**TEXT EXTRACT**
****************

There is a certain look that a certain type of person strives to achieve when getting dressed: composed, distinct — no one else is wearing this outfit — without trying too hard.
She may be wearing something just edgy enough to catch eyes but not turn heads. The style is a kind of camouflage, in that she rarely looks out of place, never overdressed nor underdressed. There are endless interpretations of this aesthetic, and endlessly subjective words used to describe it, like “chic,” “effortless” or “put together.”
But lately, the reigning phrase used to describe this look — the one often deployed by marketers and media to sell this look — is “cool girl.” And in American fashion right now, the label most often associated with “cool girl” is Khaite.
This is, in some ways, a mystery to Catherine Holstein, who founded the brand in 2016. But that’s the cool girl way; a true cool girl would never describe herself as such.
“First of all, you’re asking the most self-loathing person — I’ll find something wrong with everything,” said Ms. Holstein, 38, who in November was named women’s wear designer of the year by the Council of Fashion Designers of America, an award for which she had genuinely prepared no acceptance speech.
“The ‘cool girl’ thing I don’t agree with so much,” she said. “It’s a very youthful term. I won’t say it’s bad, but I think we have a lot more range than that.” (Khaite’s average customer, according to its data, is between 25 and 34.)
Ms. Holstein hopes this narrative will change, she said, with the company’s next phase: opening its own stores and thereby gaining some control over the environment in which the line is presented. Currently, Khaite is carried in about 270 stores or websites globally, where its top sellers tend to be leggy jeans, sexy-ish knitwear, or heeled boots and tote bags in rich, high-quality leather. Emphasis on rich. Other than denim, which starts around $420, prices for a piece of Khaite’s clothing typically exceed $1,000.
Its first store, scheduled to open Thursday in SoHo, is an austere space punctuated by curved steel structures, à la Richard Serra. It is mostly gray, except for large carpeted dressing rooms in Stanley Kubrick red — “the right kind of red, not too orange, not too burgundy,” said Griffin Frazen, the architect, who is also newly married to Ms. Holstein.
The store aims to capture the same qualities of Khaite’s clothing: sleek, self-assured, a little gothic-romantic. And, in spite of Ms. Holstein’s protests, cool.

****************

**PARTS OF THE EXERCISE**
A. According to the article on Khaite, in what year did Catherine Holstein found the brand?
B. Duplicate the passage of the article on Khaite from "But lately, the" up to and including "herself as such.".
The rows after this article play no part in what is asked here.

****************

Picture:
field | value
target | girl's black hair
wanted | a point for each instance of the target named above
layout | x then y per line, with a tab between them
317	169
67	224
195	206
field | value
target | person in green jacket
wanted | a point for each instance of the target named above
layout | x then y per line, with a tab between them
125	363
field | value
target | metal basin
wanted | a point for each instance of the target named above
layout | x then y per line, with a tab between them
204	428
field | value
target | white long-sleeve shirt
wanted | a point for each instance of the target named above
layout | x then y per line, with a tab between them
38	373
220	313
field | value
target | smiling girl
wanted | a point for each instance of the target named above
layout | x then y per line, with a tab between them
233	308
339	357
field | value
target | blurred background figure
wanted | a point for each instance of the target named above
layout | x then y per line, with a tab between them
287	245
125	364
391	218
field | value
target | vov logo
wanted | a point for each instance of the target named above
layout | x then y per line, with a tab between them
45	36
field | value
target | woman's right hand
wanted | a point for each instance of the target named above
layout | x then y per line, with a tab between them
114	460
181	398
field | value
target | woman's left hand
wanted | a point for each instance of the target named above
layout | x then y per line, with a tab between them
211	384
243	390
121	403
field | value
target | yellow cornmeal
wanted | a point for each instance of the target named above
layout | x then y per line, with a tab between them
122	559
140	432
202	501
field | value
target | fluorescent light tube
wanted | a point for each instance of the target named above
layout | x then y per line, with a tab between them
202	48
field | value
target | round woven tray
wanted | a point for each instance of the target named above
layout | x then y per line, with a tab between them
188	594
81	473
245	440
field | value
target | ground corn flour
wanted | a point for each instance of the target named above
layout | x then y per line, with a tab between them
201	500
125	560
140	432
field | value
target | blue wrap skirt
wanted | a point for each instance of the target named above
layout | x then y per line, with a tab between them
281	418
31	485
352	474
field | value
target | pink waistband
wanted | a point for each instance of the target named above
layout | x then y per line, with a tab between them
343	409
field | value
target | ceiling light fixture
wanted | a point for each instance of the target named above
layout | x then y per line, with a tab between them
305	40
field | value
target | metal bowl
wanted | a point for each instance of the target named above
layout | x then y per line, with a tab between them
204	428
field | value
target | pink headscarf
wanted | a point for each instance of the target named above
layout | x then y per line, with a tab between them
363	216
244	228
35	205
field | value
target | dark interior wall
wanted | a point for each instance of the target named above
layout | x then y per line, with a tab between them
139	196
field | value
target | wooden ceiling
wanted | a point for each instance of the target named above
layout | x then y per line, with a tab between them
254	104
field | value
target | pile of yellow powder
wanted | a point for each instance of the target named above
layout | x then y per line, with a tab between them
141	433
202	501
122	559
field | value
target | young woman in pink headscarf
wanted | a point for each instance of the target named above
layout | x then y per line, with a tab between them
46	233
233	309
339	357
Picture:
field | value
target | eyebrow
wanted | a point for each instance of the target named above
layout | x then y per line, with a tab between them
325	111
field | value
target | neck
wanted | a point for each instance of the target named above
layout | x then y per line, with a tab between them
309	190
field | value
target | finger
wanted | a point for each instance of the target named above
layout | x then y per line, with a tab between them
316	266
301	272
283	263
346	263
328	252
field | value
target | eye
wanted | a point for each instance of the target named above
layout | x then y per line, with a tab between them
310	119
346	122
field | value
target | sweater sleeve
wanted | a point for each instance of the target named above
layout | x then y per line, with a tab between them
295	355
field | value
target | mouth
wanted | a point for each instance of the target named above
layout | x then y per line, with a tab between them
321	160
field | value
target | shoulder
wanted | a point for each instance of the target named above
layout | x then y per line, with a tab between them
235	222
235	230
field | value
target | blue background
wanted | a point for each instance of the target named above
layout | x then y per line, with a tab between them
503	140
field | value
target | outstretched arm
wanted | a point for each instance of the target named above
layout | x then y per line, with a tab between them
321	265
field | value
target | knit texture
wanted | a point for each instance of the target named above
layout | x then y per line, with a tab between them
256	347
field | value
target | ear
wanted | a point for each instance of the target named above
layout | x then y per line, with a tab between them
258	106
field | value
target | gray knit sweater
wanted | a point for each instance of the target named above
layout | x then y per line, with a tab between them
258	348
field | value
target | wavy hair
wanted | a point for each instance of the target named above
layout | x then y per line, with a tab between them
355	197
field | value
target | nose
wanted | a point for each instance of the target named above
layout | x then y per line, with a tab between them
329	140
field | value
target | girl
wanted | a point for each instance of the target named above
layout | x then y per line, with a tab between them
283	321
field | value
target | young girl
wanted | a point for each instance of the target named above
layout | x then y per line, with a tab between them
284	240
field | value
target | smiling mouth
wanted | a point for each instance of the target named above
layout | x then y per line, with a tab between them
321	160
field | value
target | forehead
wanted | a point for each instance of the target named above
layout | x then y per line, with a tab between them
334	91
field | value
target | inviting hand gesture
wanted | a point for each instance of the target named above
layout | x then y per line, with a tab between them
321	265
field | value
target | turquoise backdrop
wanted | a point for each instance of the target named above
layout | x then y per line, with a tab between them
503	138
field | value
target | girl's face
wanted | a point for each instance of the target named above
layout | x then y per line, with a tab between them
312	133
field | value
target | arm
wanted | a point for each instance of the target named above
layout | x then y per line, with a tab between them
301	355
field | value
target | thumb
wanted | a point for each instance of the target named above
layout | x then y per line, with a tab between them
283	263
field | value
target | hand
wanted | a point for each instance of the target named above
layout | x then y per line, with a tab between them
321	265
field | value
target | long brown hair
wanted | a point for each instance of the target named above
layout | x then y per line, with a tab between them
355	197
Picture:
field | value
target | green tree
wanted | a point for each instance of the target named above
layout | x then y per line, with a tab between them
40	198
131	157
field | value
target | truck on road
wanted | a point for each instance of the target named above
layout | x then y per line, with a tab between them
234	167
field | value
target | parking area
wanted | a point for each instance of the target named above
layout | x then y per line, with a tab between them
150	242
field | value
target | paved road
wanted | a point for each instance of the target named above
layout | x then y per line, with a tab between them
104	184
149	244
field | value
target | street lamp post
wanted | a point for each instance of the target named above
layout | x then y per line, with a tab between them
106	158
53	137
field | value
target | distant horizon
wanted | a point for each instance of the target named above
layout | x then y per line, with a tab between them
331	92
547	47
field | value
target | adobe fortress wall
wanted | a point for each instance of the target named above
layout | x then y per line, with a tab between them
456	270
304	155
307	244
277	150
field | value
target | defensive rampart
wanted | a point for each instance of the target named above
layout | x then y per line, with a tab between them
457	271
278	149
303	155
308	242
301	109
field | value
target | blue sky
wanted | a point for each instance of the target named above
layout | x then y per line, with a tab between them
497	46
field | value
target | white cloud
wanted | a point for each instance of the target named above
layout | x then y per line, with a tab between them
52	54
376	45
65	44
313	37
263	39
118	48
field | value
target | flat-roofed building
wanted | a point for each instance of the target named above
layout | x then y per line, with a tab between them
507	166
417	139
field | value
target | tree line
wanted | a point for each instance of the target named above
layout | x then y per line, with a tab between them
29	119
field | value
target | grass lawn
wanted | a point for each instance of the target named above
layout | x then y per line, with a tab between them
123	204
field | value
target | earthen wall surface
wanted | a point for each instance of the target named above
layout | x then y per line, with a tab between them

****************

**SOLUTION LIST**
A. In 2016.

B.
But lately, the reigning phrase used to describe this look — the one often deployed by marketers and media to sell this look — is “cool girl.” And in American fashion right now, the label most often associated with “cool girl” is Khaite.
This is, in some ways, a mystery to Catherine Holstein, who founded the brand in 2016. But that’s the cool girl way; a true cool girl would never describe herself as such.